• [Document passage]:
■ ■ ■ ■ ■ ■ ■

In a paper on diving marine mammals Hochachka and Storey wrote, in 1975, “In the terminal stages of prolonged diving, however, even these organs must tolerate anoxia for surprisingly long times, and they typically store unusually large amounts of glycogen for this purpose.”
Perhaps what’s most disappointing is that Stefansson never bothered to clearly explain the Inuit’s favorite sweet-tasting whale skin dish (muktuk), that was already known by scientists to be a carbohydrate-rich food. In 1912, the Journal of the American Medical Association (JAMA) had reported, “the skin [of the narwhal] contains a remarkable amount of glycogen, thus supplying sufficient quantities of a carbohydrate to cure the scorbutus. The walrus liver also contains much glycogen.”

■ ■ ■ ■ ■ ■ ■

• [Exercise instructions]:
1. According to the passage on glycogen in marine mammals, which organ of the walrus did the 1912 JAMA report say contains much glycogen?
2. Summarize the passage on glycogen in marine mammals in two sentences.
3. In the passage on glycogen in marine mammals, why do certain organs of diving marine mammals store unusually large amounts of glycogen?
The saved entries play no part in this work.

Saved entries
■ ■ ■ ■ ■ ■ ■

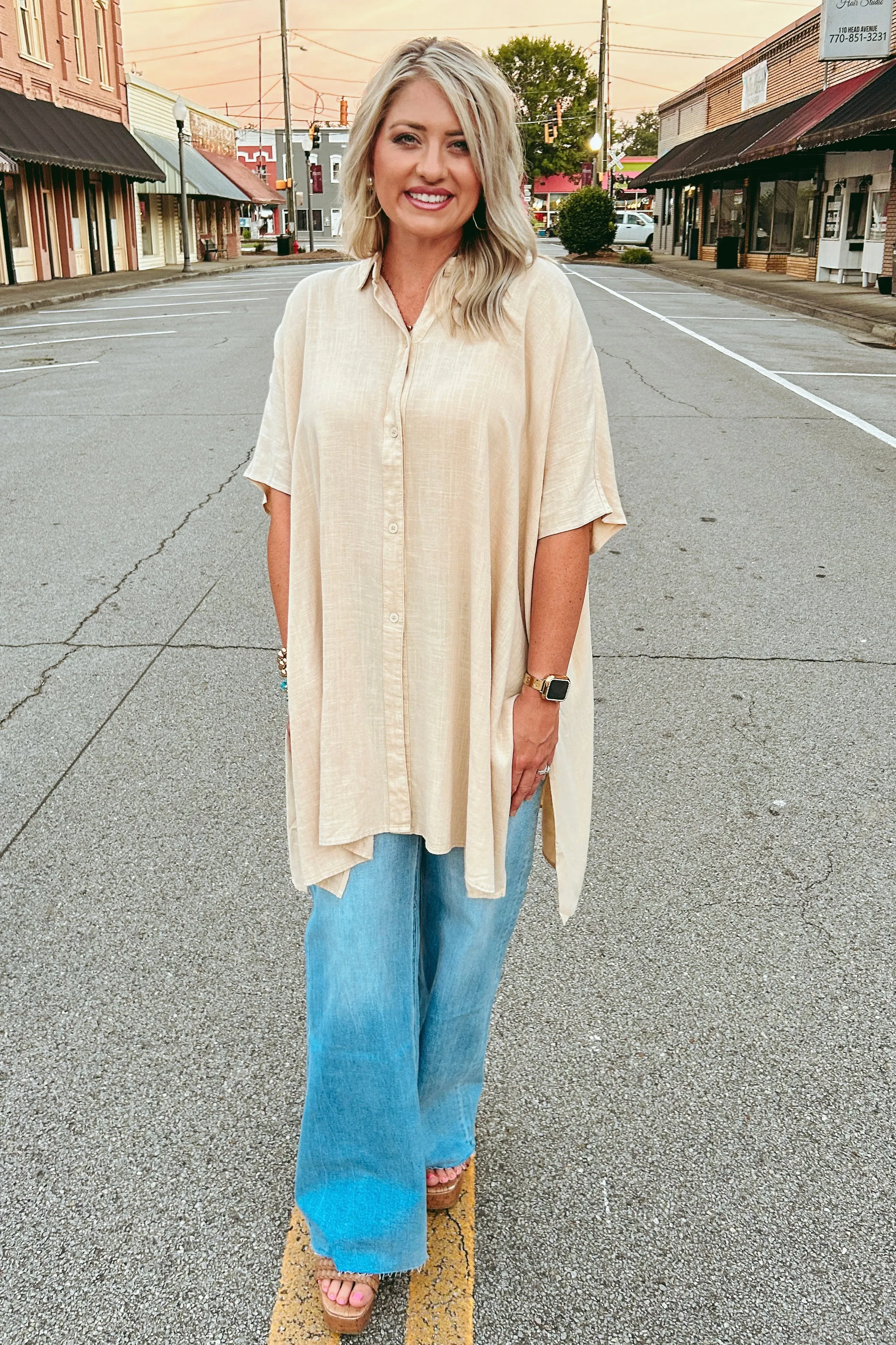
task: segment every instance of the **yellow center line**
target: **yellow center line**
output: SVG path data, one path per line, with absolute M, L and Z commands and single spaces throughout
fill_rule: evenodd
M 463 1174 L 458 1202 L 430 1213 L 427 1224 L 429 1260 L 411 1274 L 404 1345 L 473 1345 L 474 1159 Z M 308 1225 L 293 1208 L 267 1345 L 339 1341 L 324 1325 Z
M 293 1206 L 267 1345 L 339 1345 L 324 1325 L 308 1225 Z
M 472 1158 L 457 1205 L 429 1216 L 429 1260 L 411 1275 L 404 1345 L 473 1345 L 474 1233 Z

■ ■ ■ ■ ■ ■ ■

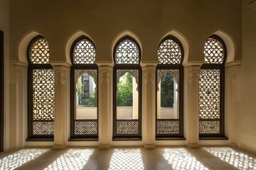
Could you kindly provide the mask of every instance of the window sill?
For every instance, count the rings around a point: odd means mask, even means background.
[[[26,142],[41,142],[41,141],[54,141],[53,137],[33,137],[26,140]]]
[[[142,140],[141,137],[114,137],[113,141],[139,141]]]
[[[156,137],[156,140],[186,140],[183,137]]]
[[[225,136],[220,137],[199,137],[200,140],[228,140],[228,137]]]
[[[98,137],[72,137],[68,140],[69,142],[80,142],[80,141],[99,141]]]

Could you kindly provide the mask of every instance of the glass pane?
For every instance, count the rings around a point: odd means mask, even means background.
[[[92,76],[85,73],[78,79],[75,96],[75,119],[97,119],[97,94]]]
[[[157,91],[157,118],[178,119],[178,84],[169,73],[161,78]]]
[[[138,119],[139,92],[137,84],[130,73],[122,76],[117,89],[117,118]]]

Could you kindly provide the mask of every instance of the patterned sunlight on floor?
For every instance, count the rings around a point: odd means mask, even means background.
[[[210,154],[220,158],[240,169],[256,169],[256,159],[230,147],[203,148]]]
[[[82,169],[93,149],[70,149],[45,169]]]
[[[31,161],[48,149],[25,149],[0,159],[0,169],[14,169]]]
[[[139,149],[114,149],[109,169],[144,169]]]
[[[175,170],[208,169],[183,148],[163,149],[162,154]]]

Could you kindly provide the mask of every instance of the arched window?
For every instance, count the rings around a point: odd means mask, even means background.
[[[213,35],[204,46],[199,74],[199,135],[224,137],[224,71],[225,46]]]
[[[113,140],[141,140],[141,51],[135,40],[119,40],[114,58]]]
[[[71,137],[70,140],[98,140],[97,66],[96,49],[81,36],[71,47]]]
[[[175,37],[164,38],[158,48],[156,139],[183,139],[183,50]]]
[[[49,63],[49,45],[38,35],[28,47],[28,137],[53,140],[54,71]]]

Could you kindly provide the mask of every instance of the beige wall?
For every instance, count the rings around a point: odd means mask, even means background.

■ ■ ■ ■ ■ ■ ■

• [Answer set]:
1. The liver.

2. In 1975, Hochachka and Storey wrote that certain organs of diving marine mammals store unusually large amounts of glycogen so they can tolerate anoxia late in prolonged dives. Stefansson is faulted for never clearly explaining muktuk, the Inuit's favorite sweet-tasting whale skin dish, even though a 1912 JAMA report had already described narwhal skin and walrus liver as rich in glycogen.

3. In the terminal stages of prolonged diving, these organs must tolerate anoxia for surprisingly long times. They store large amounts of glycogen for this purpose.